As a child, Burns had always wanted to play on an NHL team, and win the Stanley Cup. Realizing he didn't possess the skill set to make it professionally, Burns became a police officer. He had also worked part-time as a scout for the Hull Olympiques of the QMJHL. He became an assistant coach with Hull in 1984, and worked his way through the ranks, becoming the team's head coach after owner Wayne Gretzky and general manager Charles Henry decided he'd be the best fit. During his time with the Olympiques, he coached future Hockey Hall of Fame member Luc Robitaille. He served as an assistant coach to the Canada men's national junior ice hockey team at the 1987 World Junior Ice Hockey Championships, which infamously ended with a brawl now known as the "Punch-up in Piestany". Before the start of the 1987–88 NHL season, Montreal Canadiens general manager Serge Savard offered Burns the head coach position for the Sherbrooke Canadiens of the American Hockey League. Burns held the position for one year before being promoted to head coach of Montreal.

In Burns first year as an NHL coach, the Canadiens finished the 1988–89 NHL season with a division-winning 53-18-9, ultimately losing the Stanley Cup finals in six games to the Calgary Flames. Burns won the Jack Adams Award for coach of the year, his first of three wins. A defensive-minded coach, Burns would lead Montreal to the second round of the playoffs in every year as head coach, before making a shocking resignation at the end of the 1992 season where they were swept by the Boston Bruins, citing his frustration with the media.

Following his departure from Montreal, Burns was hired as head coach of the Toronto Maple Leafs. He had also received an offer from the Los Angeles Kings, but he cited the Leafs' history as a factor in his decision, and added "I find myself fortunate to coach two of the greatest franchises in NHL history." He led Toronto in their best playoff run since 1967, making it to the conference finals, losing in seven games to the Kings. At the NHL Awards, Burns won his second Jack Adams trophy. He followed that performance with another trip to the conference finals in 1994, losing in five to the Vancouver Canucks. The Leafs again made the playoffs in 1995, but following a disappointing losing streak during the 1996 season, Burns was let go in March 1996. Burns had been making $850,000 to coach the Maple Leafs, one of the highest salaries for a coach in the NHL.

Burns took a year off from hockey before being hired to coach the Boston Bruins in 1997. He won the Jack Adams at the end of the season, making him the only coach in history to win the award three separate times. All three of his wins came in his introductory season with the team. The Bruins continued to have success until the 1999-2000 season, when they missed the playoffs, the first time in Burns's career where his team missed the playoffs. Burns was fired eight games into the 2000-01 season, following a disappointing 3-4-1 record.

Described as a stern coach who expected the best from his players, Burns was once quoted as stating, "I’m not an overly happy person. There are times when I’m happy, and that’s usually in my private life. I don’t think anybody here wants to be my friend.” Burns finished his head coaching career with the New Jersey Devils, leading them to the Stanley Cup in 2003 while winning over 40 games in both seasons as coach of the team. He resigned in 2005 in an effort to focus on his health and treatment following a cancer diagnosis in 2004, though he remained with the organisation as a special assignment coach.

^^^^^^^^^^^^^^^^

From the text on Burns's hockey career, list every team he served as head coach, in the order they appear.

## Dataset entries:
^^^^^^^^^^^^^^^^

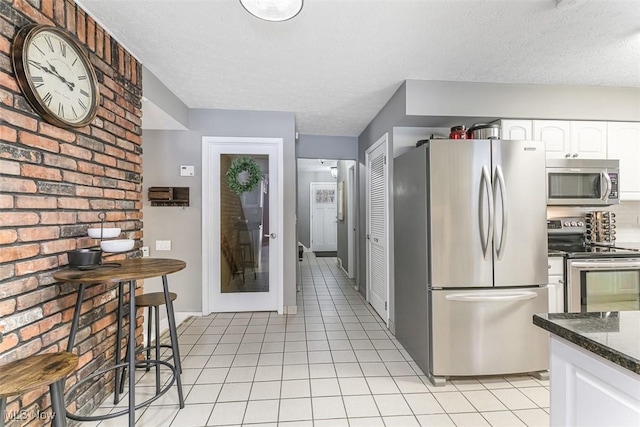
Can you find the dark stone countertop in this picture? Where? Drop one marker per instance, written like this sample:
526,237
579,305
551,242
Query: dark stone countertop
614,335
554,252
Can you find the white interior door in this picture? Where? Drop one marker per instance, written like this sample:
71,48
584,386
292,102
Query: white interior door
324,211
377,218
242,248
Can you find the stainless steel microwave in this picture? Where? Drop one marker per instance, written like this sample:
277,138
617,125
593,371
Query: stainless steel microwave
582,182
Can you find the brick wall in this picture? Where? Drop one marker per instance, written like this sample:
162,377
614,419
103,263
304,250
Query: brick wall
53,183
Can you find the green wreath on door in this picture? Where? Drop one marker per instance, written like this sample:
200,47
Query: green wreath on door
252,177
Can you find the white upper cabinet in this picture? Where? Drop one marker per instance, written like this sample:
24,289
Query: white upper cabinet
624,144
572,139
517,129
556,136
589,140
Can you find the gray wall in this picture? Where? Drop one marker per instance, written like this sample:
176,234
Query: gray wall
157,93
165,151
390,115
343,231
304,200
495,100
327,147
426,104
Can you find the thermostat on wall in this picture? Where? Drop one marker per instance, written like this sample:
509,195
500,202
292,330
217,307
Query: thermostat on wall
187,170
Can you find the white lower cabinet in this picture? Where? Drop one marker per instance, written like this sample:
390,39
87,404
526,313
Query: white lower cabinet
556,285
588,390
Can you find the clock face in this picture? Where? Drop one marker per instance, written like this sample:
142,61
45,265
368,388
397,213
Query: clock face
55,76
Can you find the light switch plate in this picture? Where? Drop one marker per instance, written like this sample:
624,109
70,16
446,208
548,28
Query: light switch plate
187,170
163,245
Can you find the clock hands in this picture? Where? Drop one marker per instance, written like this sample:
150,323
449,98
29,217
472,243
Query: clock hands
53,72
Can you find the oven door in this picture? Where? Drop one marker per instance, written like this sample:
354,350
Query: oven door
582,187
611,284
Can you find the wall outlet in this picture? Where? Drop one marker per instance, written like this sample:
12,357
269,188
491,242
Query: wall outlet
163,245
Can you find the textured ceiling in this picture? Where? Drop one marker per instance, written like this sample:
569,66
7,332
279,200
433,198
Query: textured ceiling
337,63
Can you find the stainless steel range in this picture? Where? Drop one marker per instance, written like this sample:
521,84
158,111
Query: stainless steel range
600,276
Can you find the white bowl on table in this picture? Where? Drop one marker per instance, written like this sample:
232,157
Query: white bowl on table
105,233
121,245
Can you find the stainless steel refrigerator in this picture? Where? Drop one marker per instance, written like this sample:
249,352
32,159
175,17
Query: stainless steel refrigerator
471,256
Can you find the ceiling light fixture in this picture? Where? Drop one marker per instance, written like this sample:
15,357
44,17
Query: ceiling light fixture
273,10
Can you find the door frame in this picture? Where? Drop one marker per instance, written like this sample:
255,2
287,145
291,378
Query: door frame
351,223
311,199
211,219
382,141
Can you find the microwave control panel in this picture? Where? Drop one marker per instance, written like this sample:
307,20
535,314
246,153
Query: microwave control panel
614,185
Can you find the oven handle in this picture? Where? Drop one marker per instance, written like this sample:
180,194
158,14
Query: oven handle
605,265
607,189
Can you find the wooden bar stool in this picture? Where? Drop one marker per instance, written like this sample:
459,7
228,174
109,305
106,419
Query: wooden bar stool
153,301
21,376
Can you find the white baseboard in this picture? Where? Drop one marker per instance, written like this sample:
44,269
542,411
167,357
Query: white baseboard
290,309
180,316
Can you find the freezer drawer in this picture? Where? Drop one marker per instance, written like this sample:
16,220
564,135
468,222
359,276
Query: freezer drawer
488,332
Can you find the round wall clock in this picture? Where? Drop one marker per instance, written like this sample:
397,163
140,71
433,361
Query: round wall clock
55,75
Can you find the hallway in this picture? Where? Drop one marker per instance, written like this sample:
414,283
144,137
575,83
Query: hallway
333,364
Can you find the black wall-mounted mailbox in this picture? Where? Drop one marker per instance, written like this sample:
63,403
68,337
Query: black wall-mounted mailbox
169,196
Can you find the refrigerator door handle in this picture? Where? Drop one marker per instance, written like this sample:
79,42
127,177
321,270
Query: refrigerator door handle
485,180
492,297
607,188
503,193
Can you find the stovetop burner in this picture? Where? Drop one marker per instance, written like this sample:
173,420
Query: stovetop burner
572,237
576,247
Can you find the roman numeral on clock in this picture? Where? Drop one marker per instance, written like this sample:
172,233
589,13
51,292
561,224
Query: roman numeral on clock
49,43
38,81
47,98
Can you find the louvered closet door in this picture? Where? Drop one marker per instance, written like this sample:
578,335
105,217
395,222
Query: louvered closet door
377,230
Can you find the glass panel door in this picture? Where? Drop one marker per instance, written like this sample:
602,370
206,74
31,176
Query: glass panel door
245,263
244,223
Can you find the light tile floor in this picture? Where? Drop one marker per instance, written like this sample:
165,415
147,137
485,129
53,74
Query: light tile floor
333,364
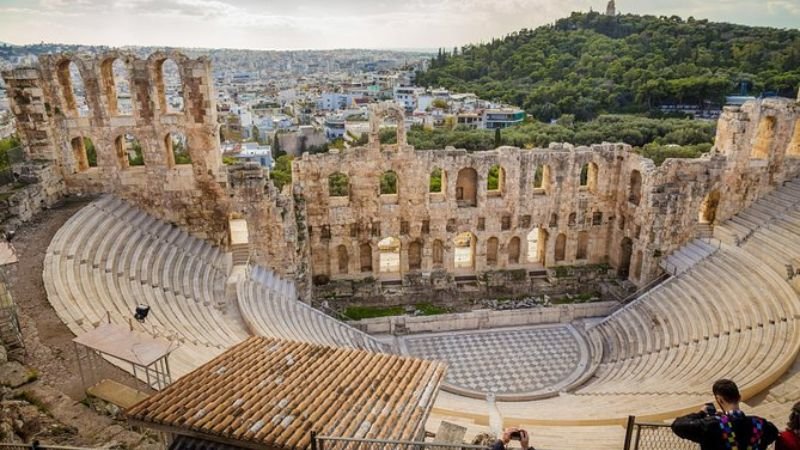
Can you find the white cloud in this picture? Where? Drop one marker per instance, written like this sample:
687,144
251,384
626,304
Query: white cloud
332,23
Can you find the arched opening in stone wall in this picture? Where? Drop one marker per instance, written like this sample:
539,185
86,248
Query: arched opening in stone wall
635,192
513,250
546,178
365,257
533,245
72,89
496,180
708,209
588,177
415,255
169,86
438,254
464,251
626,250
116,83
794,144
79,154
389,255
561,247
176,148
583,245
338,185
491,251
343,259
637,265
467,187
129,151
388,183
763,139
544,237
437,182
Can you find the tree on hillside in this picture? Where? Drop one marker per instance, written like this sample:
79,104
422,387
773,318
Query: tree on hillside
589,64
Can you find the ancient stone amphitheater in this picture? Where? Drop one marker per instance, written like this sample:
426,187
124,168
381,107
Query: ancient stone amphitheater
714,243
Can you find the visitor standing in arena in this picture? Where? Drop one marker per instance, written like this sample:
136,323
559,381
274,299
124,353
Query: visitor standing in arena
728,428
790,439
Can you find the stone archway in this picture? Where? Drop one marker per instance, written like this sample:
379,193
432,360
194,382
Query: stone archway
464,251
708,209
626,251
467,187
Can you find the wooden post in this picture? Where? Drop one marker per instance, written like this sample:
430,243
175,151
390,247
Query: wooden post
629,432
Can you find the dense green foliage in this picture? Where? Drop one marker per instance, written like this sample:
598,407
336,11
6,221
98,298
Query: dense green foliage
634,130
281,174
590,64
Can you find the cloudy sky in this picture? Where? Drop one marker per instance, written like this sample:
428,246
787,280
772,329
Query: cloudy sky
323,24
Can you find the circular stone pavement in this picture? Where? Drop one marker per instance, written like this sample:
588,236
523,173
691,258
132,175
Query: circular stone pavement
512,363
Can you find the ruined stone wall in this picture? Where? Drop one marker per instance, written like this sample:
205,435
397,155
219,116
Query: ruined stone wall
580,206
188,195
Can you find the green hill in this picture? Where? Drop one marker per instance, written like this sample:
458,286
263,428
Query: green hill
590,64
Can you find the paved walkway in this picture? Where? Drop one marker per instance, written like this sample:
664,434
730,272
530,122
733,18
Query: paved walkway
511,361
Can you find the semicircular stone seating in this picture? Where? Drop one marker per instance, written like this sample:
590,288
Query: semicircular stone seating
111,256
269,307
729,312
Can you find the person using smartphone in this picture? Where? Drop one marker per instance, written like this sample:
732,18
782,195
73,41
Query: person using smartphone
790,438
513,433
727,427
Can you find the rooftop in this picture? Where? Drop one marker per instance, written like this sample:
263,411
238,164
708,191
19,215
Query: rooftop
273,392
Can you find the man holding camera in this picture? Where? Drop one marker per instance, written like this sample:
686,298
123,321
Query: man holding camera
727,428
512,433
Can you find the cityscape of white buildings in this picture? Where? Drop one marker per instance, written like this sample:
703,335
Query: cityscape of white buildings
296,101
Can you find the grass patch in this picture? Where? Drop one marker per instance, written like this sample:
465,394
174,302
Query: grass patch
30,397
369,312
583,297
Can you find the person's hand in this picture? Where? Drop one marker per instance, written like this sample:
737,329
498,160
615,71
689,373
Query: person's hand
523,439
507,433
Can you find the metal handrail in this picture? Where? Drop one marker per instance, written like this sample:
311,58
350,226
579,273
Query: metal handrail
48,447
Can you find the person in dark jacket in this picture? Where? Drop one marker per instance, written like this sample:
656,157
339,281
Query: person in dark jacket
790,439
509,434
728,428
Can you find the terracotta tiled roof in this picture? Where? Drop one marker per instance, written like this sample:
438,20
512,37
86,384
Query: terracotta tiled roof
273,392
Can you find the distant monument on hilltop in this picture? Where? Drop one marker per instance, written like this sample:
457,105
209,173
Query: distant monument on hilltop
611,8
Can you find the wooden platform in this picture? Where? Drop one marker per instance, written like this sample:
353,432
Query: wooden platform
117,393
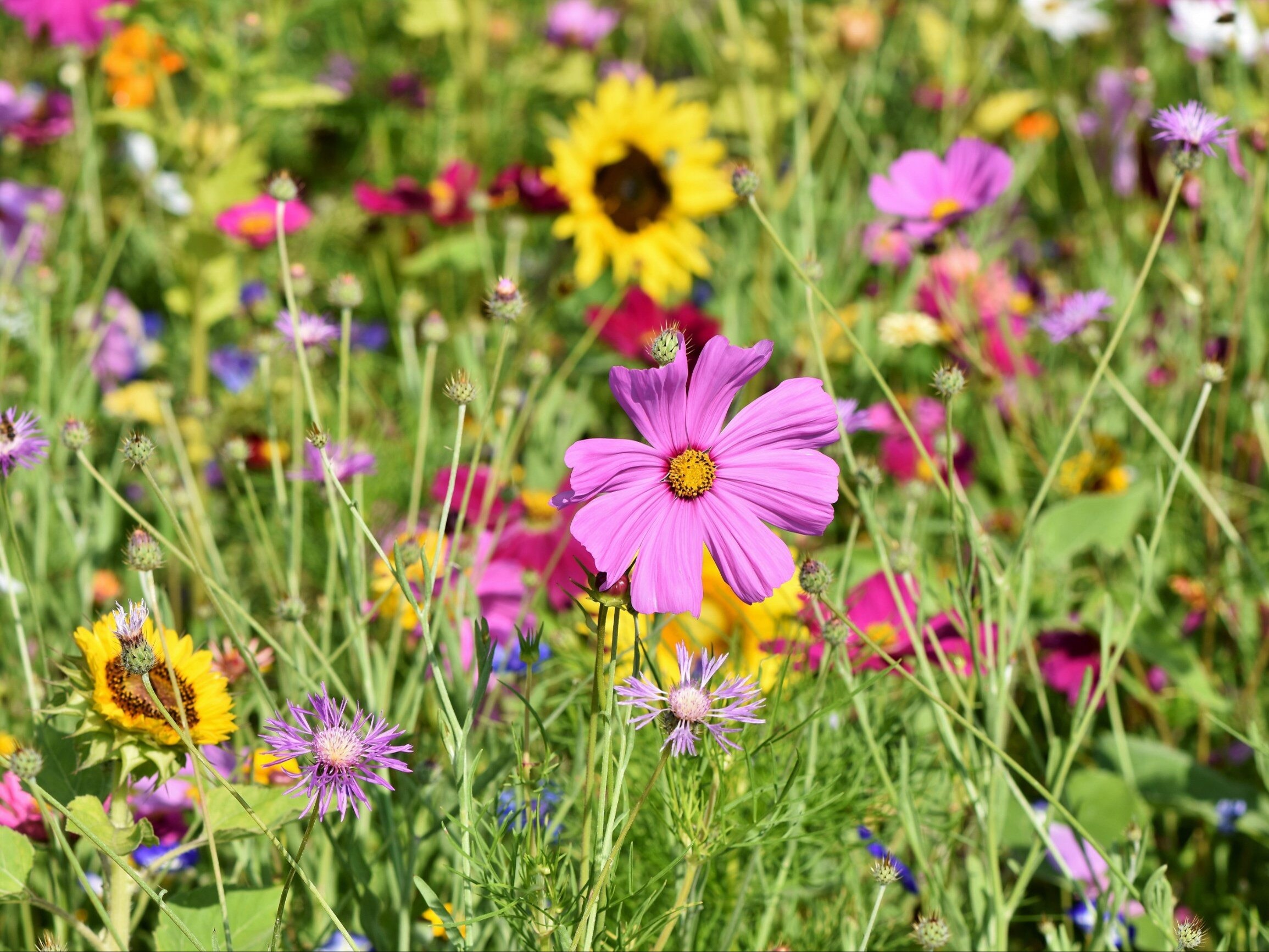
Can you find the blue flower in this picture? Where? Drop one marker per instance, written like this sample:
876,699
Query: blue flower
877,849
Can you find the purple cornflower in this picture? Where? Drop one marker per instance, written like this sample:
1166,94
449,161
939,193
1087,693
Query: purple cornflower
341,757
315,330
21,441
1190,127
688,708
346,460
1074,314
234,367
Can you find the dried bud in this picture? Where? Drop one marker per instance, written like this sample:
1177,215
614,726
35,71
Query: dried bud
283,188
142,554
137,448
948,381
27,763
346,291
75,435
815,578
744,182
665,346
460,387
507,303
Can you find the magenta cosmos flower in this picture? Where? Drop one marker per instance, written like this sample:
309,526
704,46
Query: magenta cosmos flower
66,21
930,193
701,484
337,756
255,221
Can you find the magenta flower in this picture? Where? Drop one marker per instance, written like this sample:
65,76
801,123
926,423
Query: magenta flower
1190,127
78,22
337,758
1074,314
579,23
691,708
255,221
699,484
315,330
930,193
21,442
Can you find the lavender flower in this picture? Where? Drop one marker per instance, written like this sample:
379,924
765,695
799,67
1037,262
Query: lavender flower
1190,127
688,708
1074,314
342,757
315,330
21,441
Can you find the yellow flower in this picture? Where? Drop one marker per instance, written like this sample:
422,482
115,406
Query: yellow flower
637,170
122,699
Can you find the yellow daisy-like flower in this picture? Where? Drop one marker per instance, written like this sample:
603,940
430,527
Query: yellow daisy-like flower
637,170
122,699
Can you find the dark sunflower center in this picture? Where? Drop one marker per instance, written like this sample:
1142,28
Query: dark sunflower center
130,693
632,191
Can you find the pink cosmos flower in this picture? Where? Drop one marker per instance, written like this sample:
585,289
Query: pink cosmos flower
931,193
255,221
66,21
701,484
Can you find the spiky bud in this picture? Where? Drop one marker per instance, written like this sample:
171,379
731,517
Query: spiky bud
75,435
931,932
27,763
142,554
815,578
460,387
435,329
948,381
745,182
505,303
1190,933
346,291
665,347
137,448
283,188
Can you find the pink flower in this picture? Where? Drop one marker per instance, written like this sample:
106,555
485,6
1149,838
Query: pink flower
18,810
255,221
699,484
639,319
68,21
931,193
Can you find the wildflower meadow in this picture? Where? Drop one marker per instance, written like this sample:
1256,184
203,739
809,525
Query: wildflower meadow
633,475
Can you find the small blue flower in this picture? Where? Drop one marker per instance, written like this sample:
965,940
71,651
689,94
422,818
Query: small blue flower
877,849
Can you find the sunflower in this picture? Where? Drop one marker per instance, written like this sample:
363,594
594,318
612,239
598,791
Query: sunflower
122,699
637,169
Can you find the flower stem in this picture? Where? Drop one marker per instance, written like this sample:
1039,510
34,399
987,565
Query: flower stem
291,875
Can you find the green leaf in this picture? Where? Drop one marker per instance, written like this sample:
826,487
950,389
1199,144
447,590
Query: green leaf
252,912
271,804
17,855
299,96
1077,525
88,814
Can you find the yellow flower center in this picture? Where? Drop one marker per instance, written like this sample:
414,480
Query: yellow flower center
691,474
944,207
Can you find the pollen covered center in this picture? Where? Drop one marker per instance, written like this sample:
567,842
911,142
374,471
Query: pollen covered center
691,474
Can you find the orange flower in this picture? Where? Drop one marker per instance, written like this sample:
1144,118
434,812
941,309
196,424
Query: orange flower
132,64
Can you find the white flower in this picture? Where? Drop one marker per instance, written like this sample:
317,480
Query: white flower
1065,19
909,328
1216,27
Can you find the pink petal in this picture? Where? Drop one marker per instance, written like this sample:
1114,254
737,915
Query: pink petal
656,400
668,571
607,465
615,526
720,374
791,489
754,561
796,415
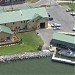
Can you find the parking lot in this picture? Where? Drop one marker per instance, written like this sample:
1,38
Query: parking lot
60,16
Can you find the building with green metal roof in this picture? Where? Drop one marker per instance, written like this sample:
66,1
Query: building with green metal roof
34,18
63,40
5,29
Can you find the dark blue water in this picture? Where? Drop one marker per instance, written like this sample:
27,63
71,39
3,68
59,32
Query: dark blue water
43,66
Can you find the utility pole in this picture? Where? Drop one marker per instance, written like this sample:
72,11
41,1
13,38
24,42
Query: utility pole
11,4
50,2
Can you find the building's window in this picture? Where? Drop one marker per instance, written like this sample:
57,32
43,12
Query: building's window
16,27
13,22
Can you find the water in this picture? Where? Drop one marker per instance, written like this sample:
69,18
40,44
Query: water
43,66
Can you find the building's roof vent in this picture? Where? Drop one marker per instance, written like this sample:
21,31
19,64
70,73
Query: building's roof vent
21,12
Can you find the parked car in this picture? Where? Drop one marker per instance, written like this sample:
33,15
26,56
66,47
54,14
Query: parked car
56,28
50,18
73,13
55,25
69,10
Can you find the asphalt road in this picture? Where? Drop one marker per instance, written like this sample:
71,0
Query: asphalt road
36,4
61,16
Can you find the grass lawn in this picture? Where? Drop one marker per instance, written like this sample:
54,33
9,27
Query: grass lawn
69,5
32,1
31,42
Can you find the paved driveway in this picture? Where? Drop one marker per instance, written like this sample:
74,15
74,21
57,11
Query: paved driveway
60,16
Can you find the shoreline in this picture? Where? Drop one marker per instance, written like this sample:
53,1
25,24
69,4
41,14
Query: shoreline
26,55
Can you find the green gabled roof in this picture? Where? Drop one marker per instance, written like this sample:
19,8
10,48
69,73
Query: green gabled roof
22,15
5,29
64,38
27,7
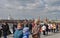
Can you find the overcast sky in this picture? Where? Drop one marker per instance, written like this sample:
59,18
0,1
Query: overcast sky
20,9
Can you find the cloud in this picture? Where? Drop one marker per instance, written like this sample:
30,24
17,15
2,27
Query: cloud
30,8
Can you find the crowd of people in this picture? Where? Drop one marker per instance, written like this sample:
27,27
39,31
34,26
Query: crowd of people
26,28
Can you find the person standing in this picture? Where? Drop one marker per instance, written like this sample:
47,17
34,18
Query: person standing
14,27
54,27
26,32
19,31
35,30
5,30
44,29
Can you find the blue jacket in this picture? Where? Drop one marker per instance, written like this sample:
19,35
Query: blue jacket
18,33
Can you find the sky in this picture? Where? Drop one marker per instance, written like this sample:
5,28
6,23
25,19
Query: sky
20,9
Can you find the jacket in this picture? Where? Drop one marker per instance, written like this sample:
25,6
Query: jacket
18,33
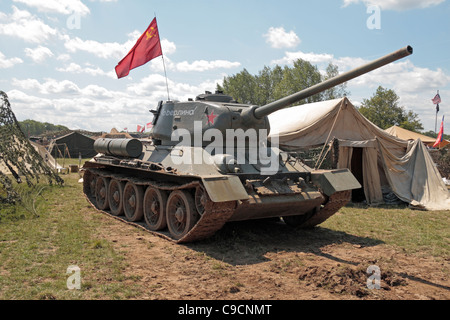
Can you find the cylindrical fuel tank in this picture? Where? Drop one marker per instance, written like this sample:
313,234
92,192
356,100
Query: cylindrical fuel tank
119,147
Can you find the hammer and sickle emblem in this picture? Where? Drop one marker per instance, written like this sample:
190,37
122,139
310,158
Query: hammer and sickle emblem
151,34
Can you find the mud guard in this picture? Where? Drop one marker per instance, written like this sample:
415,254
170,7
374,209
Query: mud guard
331,182
224,188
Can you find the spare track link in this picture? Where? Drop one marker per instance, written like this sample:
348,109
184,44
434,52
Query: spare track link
335,202
212,220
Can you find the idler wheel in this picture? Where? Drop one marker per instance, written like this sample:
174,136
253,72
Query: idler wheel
298,221
115,197
181,214
101,193
201,199
89,181
155,202
132,202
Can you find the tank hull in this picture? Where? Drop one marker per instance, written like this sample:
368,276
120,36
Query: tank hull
214,198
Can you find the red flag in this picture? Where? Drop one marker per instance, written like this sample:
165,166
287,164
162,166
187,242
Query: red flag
440,137
437,99
146,48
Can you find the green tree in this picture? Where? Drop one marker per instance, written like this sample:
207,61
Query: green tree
383,110
271,84
335,92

^^^^^^^^^^^^^^^^

## Final answer:
Hull Olympiques
Sherbrooke Canadiens
Montreal Canadiens
Toronto Maple Leafs
Boston Bruins
New Jersey Devils